▶ **Task data**:
• • • • •

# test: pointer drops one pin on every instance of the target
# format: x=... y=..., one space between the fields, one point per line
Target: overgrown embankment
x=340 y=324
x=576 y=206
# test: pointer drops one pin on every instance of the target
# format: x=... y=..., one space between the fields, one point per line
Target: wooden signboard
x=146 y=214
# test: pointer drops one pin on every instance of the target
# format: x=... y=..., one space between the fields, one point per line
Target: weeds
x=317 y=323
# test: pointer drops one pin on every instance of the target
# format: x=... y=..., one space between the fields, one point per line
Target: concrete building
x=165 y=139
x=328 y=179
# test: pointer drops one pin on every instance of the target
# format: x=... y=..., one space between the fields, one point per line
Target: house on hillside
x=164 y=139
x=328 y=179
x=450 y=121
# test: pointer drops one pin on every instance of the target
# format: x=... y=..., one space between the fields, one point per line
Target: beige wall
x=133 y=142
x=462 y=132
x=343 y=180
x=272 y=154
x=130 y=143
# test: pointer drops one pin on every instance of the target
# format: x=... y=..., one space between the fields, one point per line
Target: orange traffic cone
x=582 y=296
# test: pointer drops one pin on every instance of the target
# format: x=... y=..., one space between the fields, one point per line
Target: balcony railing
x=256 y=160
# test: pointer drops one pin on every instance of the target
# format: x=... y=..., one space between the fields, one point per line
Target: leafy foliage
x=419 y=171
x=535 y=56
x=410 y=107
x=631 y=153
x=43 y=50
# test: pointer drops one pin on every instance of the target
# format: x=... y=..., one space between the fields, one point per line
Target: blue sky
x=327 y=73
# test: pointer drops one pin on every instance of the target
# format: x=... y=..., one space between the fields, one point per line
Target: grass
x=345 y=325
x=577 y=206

• • • • •

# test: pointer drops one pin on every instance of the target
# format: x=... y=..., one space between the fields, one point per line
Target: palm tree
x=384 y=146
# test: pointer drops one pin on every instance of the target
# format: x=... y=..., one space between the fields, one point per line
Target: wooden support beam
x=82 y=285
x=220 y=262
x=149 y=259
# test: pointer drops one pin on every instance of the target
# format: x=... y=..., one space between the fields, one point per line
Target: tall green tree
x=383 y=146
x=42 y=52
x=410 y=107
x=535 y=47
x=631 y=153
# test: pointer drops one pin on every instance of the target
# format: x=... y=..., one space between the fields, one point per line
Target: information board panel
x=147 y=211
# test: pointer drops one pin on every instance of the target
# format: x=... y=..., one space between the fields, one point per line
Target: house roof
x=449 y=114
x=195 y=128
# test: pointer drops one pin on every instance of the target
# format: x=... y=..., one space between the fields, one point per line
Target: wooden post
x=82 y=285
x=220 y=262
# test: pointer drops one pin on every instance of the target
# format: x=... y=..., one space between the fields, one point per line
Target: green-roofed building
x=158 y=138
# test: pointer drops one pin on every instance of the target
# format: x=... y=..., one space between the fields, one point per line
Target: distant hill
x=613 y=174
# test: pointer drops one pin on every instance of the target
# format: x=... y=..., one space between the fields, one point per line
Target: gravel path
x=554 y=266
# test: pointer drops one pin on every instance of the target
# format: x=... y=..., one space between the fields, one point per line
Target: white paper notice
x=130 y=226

• • • • •

▶ **What you need to do**:
Count the lines in the entries above that contain the string "green". Give only the number.

▶ **Solution for this problem**:
2